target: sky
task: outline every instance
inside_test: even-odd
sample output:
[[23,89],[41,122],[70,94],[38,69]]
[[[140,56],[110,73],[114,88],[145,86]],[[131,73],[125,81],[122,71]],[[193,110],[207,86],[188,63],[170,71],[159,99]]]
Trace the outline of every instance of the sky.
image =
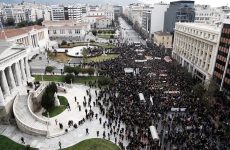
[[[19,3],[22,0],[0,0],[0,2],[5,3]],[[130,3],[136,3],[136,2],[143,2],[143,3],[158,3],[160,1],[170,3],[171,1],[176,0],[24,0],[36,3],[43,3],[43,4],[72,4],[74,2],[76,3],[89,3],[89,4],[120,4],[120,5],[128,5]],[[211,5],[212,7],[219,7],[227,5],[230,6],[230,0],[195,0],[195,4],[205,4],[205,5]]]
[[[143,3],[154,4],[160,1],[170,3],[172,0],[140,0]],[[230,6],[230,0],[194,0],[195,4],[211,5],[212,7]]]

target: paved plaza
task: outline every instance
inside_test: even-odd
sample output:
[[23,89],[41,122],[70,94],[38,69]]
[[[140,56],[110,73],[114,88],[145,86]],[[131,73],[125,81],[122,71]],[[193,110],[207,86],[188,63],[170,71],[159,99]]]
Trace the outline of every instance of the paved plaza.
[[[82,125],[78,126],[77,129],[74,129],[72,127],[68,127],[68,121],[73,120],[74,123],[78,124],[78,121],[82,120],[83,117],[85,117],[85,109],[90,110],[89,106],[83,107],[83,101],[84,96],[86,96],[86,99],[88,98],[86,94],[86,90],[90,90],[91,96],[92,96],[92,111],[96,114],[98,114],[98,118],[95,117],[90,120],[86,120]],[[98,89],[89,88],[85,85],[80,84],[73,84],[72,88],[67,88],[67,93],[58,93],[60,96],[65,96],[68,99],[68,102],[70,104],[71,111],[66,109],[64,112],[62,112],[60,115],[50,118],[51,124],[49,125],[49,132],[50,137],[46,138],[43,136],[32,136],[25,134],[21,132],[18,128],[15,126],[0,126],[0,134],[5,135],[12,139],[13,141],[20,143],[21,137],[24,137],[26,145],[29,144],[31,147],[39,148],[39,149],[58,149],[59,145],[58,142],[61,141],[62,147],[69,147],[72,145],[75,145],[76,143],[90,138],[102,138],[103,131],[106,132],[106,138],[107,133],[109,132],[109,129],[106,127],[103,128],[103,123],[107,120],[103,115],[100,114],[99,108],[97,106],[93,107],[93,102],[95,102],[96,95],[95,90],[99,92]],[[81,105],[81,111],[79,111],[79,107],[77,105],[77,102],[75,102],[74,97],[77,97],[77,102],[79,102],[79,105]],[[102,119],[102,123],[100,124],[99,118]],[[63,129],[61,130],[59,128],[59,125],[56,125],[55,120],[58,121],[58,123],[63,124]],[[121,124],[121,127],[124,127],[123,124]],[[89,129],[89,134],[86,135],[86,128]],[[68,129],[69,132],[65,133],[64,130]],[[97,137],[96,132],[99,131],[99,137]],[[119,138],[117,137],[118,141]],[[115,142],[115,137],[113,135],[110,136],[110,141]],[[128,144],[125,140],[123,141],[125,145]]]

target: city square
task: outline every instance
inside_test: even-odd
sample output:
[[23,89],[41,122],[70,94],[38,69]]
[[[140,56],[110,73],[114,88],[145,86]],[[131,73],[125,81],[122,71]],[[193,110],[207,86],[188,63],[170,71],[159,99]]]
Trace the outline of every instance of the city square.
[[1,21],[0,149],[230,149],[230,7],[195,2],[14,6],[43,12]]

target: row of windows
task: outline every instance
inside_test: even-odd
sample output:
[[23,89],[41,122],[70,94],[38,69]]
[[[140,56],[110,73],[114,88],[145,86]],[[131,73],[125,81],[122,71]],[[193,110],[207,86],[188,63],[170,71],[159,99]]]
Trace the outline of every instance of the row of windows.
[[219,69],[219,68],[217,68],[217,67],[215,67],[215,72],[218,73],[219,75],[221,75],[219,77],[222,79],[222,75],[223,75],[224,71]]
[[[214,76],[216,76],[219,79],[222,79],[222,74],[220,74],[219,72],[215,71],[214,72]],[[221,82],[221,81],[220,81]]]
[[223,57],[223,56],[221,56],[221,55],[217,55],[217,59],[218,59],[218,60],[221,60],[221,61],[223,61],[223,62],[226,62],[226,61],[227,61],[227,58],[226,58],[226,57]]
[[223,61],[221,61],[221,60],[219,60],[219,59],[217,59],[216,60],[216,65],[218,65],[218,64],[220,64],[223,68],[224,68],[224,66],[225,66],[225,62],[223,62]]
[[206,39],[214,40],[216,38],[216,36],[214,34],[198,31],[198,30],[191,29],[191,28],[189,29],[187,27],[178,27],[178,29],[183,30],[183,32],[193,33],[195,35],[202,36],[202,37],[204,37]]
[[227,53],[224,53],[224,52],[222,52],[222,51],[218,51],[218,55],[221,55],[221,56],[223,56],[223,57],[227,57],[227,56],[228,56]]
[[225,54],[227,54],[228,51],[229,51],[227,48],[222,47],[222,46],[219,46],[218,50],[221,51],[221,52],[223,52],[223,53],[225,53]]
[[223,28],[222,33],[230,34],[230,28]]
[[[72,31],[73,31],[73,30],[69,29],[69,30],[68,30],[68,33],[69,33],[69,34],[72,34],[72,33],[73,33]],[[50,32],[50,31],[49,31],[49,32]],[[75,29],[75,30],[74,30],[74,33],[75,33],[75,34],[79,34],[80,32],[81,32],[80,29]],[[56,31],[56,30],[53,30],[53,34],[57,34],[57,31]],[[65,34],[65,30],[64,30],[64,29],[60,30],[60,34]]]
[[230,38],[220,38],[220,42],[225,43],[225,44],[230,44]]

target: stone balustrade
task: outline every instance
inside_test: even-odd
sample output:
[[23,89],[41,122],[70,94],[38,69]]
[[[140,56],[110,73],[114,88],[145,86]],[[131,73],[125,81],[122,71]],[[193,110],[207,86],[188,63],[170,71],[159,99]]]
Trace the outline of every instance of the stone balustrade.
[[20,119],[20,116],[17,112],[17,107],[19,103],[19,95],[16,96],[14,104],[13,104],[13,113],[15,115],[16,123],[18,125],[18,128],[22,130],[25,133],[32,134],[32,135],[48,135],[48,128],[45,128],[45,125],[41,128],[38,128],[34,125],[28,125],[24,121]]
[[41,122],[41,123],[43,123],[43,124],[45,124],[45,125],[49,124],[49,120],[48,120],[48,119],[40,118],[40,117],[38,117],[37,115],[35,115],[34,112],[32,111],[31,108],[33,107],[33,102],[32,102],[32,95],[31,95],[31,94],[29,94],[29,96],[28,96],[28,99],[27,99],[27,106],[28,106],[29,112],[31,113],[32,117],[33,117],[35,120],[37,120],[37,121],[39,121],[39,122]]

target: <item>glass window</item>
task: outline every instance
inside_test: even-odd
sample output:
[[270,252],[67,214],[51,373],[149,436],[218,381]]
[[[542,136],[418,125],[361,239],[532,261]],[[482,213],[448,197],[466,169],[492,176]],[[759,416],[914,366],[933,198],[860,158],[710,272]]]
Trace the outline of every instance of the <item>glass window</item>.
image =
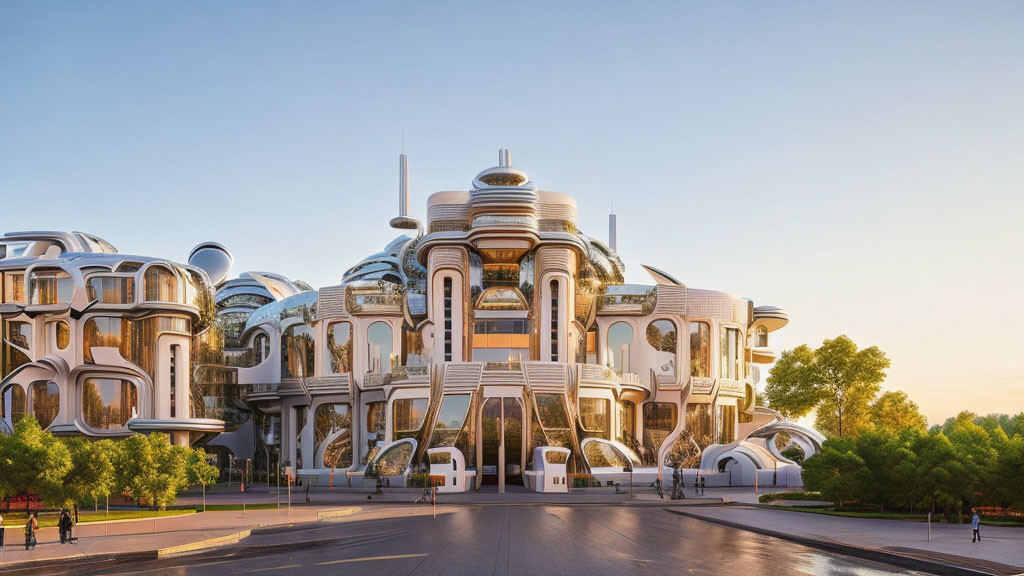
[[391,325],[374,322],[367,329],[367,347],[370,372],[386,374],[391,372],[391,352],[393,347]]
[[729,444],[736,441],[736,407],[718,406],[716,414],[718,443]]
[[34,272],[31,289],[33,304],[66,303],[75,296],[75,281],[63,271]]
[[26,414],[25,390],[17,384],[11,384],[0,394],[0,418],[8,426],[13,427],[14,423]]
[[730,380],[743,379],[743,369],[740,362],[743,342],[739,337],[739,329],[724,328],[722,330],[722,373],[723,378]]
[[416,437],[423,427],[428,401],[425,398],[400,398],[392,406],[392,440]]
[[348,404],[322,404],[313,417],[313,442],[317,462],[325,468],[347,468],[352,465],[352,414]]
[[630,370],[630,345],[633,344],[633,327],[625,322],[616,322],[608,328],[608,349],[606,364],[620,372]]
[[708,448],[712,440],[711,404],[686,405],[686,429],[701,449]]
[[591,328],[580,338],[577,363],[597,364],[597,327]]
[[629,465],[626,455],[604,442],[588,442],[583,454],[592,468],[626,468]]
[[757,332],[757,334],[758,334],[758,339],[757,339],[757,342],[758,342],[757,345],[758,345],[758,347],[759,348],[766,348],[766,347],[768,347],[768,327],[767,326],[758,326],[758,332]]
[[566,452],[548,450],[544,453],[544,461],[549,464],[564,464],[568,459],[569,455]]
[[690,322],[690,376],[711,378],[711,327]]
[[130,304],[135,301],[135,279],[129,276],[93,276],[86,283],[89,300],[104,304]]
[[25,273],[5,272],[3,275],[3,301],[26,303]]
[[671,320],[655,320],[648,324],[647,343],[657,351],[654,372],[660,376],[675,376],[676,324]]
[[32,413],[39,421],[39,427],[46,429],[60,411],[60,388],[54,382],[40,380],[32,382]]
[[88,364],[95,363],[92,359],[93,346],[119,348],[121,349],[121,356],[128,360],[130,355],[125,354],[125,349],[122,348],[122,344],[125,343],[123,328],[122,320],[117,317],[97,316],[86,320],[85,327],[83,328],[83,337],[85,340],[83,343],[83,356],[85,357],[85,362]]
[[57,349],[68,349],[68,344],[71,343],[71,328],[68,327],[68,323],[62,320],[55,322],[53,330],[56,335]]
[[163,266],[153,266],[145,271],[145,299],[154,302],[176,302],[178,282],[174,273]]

PROBLEM: Put everything in the listing from the line containing "target: <item>glass window</item>" down to the line containing "[[34,272],[31,289],[33,304],[66,303],[75,296],[75,281],[63,271]]", both included, into a numbered list with blank lines dropped. Leave the pictures out.

ANSWER FOR THIS EXERCISE:
1. target: <item>glass window</item>
2. task: outline every instance
3. inside_test: even-odd
4. sample output:
5. [[270,252],[67,214],[51,373],[149,436],[218,381]]
6. [[[542,136],[418,125],[361,239],[532,261]],[[482,213],[448,197],[466,169],[492,176]],[[759,416],[914,366],[933,198],[860,158],[710,272]]]
7. Trace the outline of every instance of the <item>glass window</item>.
8. image =
9. [[391,325],[374,322],[367,329],[367,347],[370,372],[386,374],[391,372],[391,352],[393,347]]
10. [[729,444],[736,441],[736,407],[718,406],[716,414],[718,443]]
11. [[34,272],[31,289],[33,304],[66,303],[75,296],[75,281],[63,271]]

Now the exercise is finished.